• [Fragmento de la página]:

Un niño cubierto de harapos llegó al orfanato Bernardo en Londres,
Inglaterra, para pedir que lo admitieran. El doctor Bernardo, director en
aquel entonces del orfanato, recibió al niño en su oficina, pero le dijo:
—No te conozco, hijo. ¿Quién eres?
—Me llamo Miguel —le contestó el niño.
—No, Miguel, no me refiero a tu nombre. Lo que necesito saber, más bien,
es quién te recomienda.
El niño miró de reojo sus harapos y respondió:
—Señor, yo creí que esta ropa vieja era la única recomendación que necesitaba.
Al oír esto, el doctor Bernardo lo tomó del brazo, lo miró fijamente a
los ojos y le dijo:
—Tienes razón, hijo. Esa es la única recomendación que necesitas.

• [Instrucción 1]:
Según el relato del orfanato, ¿cómo se llamaba el niño que pidió ser admitido?
• [Instrucción 2]:
Retoma el relato del orfanato y continúalo a partir de su última frase.

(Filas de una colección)

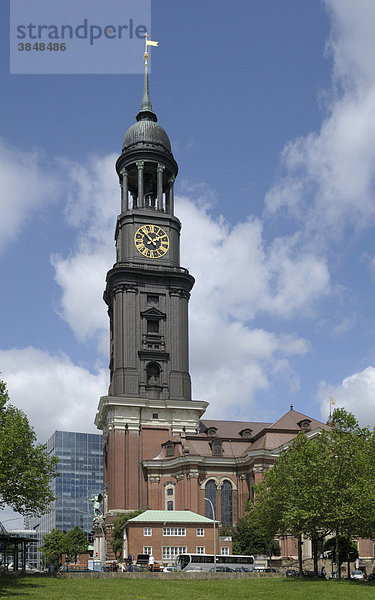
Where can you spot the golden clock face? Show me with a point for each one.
(151, 241)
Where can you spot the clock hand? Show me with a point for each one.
(158, 237)
(150, 238)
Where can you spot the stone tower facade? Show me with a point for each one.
(147, 294)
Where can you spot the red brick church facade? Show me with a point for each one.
(160, 453)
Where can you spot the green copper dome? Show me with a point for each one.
(146, 132)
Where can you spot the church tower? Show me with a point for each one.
(147, 294)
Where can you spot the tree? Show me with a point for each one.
(249, 537)
(322, 485)
(117, 530)
(56, 543)
(352, 510)
(25, 467)
(74, 543)
(292, 498)
(53, 548)
(347, 550)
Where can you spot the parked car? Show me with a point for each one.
(357, 574)
(169, 569)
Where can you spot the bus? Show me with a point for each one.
(205, 562)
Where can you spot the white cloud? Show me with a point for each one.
(237, 278)
(328, 180)
(26, 186)
(356, 394)
(91, 208)
(52, 391)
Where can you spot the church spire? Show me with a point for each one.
(146, 112)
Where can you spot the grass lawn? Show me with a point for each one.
(24, 588)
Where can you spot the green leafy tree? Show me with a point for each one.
(347, 549)
(291, 498)
(322, 485)
(53, 548)
(74, 543)
(117, 530)
(250, 537)
(352, 510)
(25, 467)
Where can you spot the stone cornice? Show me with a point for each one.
(119, 412)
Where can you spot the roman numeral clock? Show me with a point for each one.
(151, 241)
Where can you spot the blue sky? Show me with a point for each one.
(270, 110)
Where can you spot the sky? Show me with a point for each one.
(270, 110)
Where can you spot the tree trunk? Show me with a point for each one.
(300, 554)
(314, 543)
(338, 564)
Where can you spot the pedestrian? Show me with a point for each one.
(151, 562)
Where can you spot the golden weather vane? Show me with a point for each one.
(148, 43)
(331, 403)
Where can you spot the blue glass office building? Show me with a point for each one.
(80, 477)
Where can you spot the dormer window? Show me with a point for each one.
(211, 431)
(217, 448)
(169, 449)
(305, 424)
(152, 326)
(246, 433)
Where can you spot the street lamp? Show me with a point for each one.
(213, 516)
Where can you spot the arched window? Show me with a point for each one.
(226, 503)
(210, 494)
(153, 374)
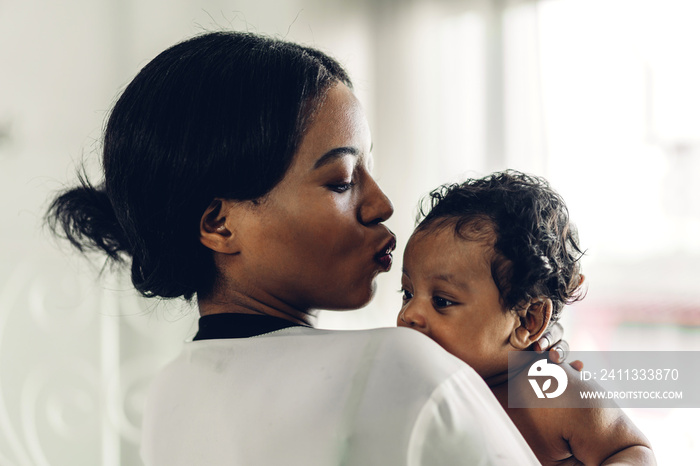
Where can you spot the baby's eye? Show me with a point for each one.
(441, 302)
(341, 187)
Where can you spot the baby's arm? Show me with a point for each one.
(604, 435)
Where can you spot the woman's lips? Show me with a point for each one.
(384, 257)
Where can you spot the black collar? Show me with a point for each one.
(218, 326)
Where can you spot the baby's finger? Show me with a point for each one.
(578, 365)
(559, 352)
(550, 337)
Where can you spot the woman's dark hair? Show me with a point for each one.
(219, 115)
(537, 250)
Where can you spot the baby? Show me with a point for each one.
(489, 267)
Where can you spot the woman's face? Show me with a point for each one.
(317, 240)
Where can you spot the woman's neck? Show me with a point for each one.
(240, 303)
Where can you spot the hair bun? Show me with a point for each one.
(84, 216)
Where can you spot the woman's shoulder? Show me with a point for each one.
(407, 349)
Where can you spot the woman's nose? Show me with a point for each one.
(376, 207)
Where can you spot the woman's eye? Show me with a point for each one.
(440, 302)
(341, 187)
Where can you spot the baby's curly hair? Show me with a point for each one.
(536, 248)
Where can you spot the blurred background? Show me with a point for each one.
(599, 96)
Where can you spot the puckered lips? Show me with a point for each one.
(384, 257)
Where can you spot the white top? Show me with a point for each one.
(308, 397)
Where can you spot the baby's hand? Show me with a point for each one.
(557, 350)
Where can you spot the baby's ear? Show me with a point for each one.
(533, 321)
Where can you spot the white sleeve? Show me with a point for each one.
(460, 424)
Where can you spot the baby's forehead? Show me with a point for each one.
(478, 229)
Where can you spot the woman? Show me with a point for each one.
(237, 170)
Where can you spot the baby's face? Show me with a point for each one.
(449, 295)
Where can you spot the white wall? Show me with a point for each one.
(452, 88)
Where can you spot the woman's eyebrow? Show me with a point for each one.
(334, 154)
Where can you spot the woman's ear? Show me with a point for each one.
(215, 228)
(533, 321)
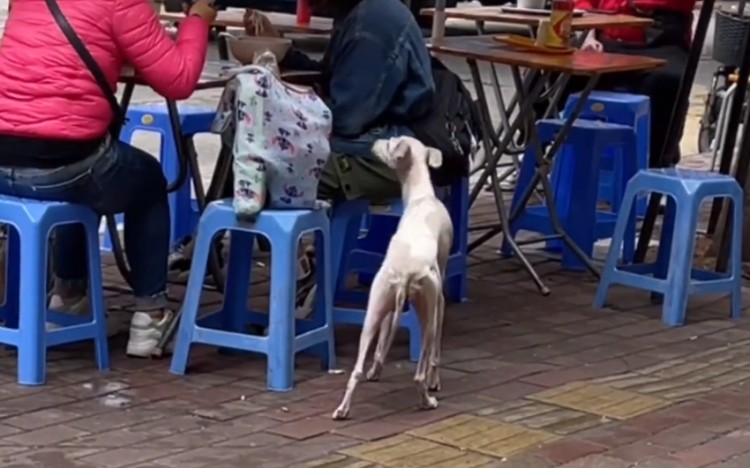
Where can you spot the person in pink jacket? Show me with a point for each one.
(54, 142)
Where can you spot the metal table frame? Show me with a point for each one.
(529, 89)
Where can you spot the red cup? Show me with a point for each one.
(303, 12)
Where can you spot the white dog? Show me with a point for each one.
(413, 268)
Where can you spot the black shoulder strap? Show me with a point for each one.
(90, 63)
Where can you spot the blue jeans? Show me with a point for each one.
(117, 179)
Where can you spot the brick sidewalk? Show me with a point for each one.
(528, 382)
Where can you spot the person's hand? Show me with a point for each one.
(258, 24)
(592, 43)
(204, 9)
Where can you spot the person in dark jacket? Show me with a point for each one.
(669, 39)
(375, 77)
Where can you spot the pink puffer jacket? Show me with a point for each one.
(47, 91)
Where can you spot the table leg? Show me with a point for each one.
(221, 43)
(542, 174)
(490, 171)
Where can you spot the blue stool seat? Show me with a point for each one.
(286, 336)
(671, 277)
(25, 311)
(183, 209)
(365, 255)
(574, 180)
(625, 109)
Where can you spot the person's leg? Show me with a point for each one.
(119, 179)
(133, 183)
(348, 177)
(662, 86)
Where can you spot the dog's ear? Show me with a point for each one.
(399, 148)
(380, 150)
(434, 157)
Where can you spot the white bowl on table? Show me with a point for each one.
(245, 48)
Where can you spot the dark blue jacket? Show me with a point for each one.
(377, 75)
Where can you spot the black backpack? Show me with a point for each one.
(451, 125)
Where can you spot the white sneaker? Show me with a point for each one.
(145, 333)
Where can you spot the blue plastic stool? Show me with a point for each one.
(183, 209)
(381, 227)
(672, 277)
(286, 335)
(25, 310)
(624, 109)
(575, 180)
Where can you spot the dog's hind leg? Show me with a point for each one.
(434, 372)
(385, 339)
(425, 307)
(379, 305)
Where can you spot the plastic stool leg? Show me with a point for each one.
(192, 300)
(281, 314)
(323, 314)
(662, 265)
(459, 209)
(32, 348)
(681, 265)
(98, 310)
(614, 248)
(12, 278)
(736, 256)
(345, 224)
(237, 280)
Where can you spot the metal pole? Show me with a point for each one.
(688, 76)
(730, 132)
(438, 22)
(743, 160)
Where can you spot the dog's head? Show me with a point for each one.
(401, 153)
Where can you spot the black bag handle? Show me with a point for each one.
(90, 62)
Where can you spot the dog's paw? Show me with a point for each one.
(341, 413)
(373, 375)
(429, 403)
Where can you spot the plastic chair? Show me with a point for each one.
(25, 310)
(183, 209)
(286, 336)
(625, 109)
(671, 277)
(575, 181)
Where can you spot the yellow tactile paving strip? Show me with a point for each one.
(600, 400)
(482, 435)
(406, 451)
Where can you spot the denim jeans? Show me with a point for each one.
(117, 179)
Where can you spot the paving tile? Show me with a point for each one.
(563, 451)
(126, 456)
(545, 417)
(483, 435)
(52, 435)
(600, 400)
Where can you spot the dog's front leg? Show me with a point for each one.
(434, 372)
(379, 304)
(425, 307)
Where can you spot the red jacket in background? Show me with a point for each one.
(634, 35)
(46, 91)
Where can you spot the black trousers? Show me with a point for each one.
(661, 85)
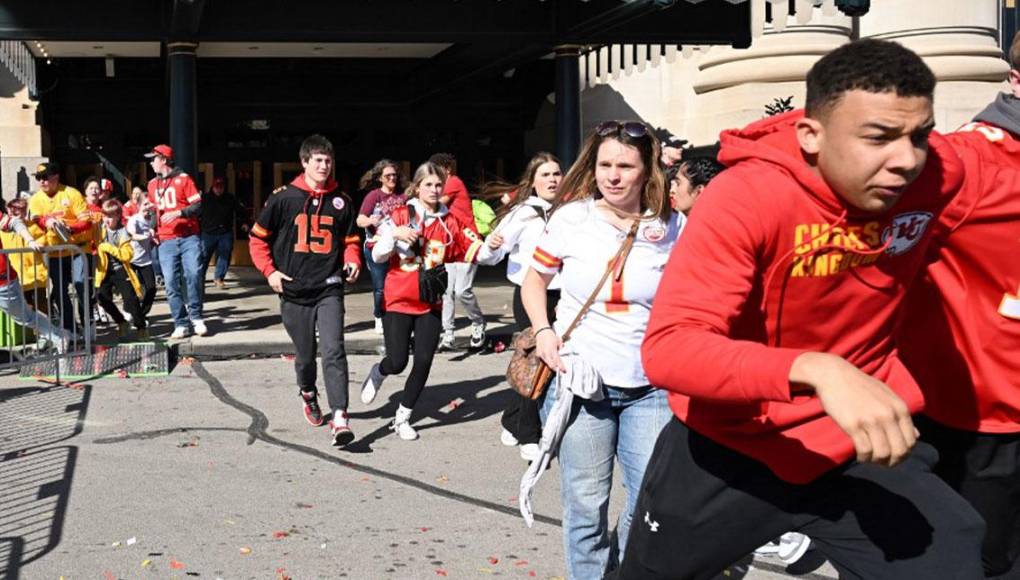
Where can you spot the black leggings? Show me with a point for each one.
(521, 415)
(398, 328)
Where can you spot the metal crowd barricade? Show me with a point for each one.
(47, 313)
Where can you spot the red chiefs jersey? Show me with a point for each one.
(961, 334)
(174, 193)
(446, 239)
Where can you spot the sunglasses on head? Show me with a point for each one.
(633, 129)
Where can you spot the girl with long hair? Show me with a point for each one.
(416, 238)
(613, 196)
(519, 224)
(387, 195)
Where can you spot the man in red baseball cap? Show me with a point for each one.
(179, 205)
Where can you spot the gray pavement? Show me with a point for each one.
(212, 472)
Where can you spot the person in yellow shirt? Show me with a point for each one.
(61, 212)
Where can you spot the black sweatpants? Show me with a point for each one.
(703, 507)
(398, 329)
(301, 321)
(148, 278)
(984, 468)
(521, 415)
(117, 277)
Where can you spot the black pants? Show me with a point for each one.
(703, 507)
(117, 278)
(300, 321)
(521, 415)
(984, 468)
(148, 278)
(398, 329)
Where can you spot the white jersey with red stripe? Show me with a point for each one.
(578, 244)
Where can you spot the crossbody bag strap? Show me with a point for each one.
(614, 265)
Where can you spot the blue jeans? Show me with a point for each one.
(183, 255)
(377, 272)
(623, 426)
(220, 246)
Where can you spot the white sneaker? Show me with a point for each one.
(507, 438)
(793, 545)
(477, 335)
(402, 425)
(370, 387)
(529, 452)
(446, 343)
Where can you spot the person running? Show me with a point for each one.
(461, 285)
(304, 244)
(519, 224)
(141, 227)
(961, 335)
(61, 211)
(113, 269)
(387, 195)
(617, 197)
(179, 205)
(773, 331)
(417, 238)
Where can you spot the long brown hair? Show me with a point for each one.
(518, 192)
(579, 181)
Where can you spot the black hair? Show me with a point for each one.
(445, 160)
(315, 144)
(701, 170)
(871, 65)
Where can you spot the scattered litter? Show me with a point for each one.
(452, 405)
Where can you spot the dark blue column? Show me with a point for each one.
(184, 114)
(567, 104)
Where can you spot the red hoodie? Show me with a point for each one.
(773, 264)
(961, 337)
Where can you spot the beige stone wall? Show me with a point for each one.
(714, 88)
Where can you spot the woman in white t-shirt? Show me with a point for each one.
(615, 185)
(519, 225)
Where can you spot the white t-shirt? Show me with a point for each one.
(578, 244)
(520, 230)
(139, 225)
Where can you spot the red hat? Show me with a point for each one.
(162, 151)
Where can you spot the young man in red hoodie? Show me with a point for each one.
(305, 245)
(773, 330)
(961, 336)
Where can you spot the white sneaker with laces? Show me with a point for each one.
(370, 387)
(402, 425)
(793, 545)
(477, 335)
(507, 438)
(446, 343)
(529, 452)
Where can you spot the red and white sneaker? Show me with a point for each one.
(313, 414)
(340, 428)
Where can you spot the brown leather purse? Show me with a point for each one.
(526, 373)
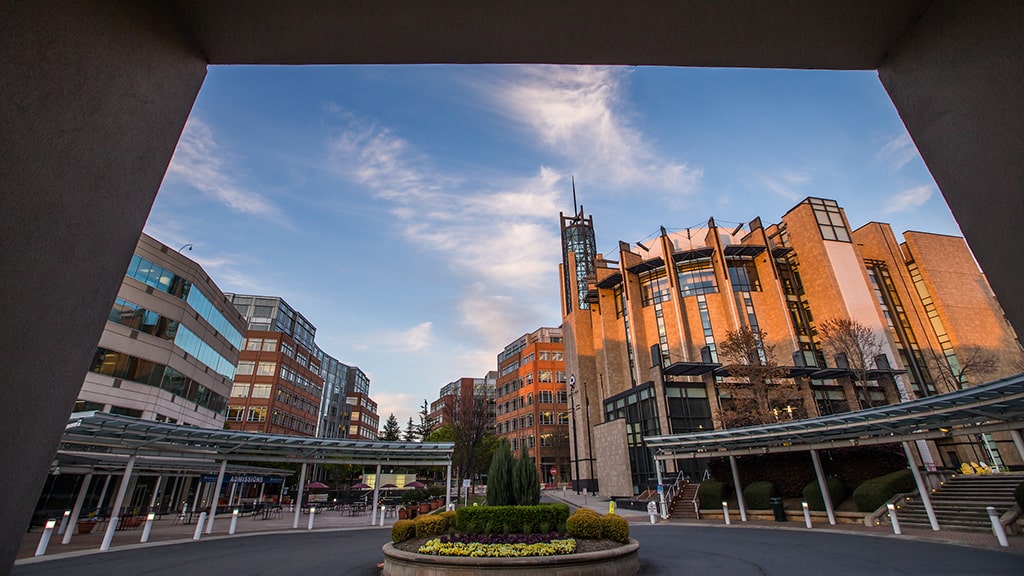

• [Resultado del ejercicio 1]:
Se llamaba Miguel.

• [Resultado del ejercicio 2]:
Esta anécdota nos lleva a reflexionar sobre nuestra condición espiritual.
Pues así como al niño le convino reconocer su condición material, también a
nosotros nos conviene reconocer nuestra condición espiritual. Sólo que una
cosa es reconocerla, y otra es considerarla una recomendación ante Dios.
Muchos dicen: «Yo quisiera llevar una vida que agrade a Dios, pero no
puedo. Hay muchas cosas en este mundo que me dominan. Soy pecador y lo
reconozco. Por una parte quiero la aprobación de Dios, pero por otra
reconozco que no la merezco. Dios no me puede aceptar a mí, porque estoy
demasiado sucio.»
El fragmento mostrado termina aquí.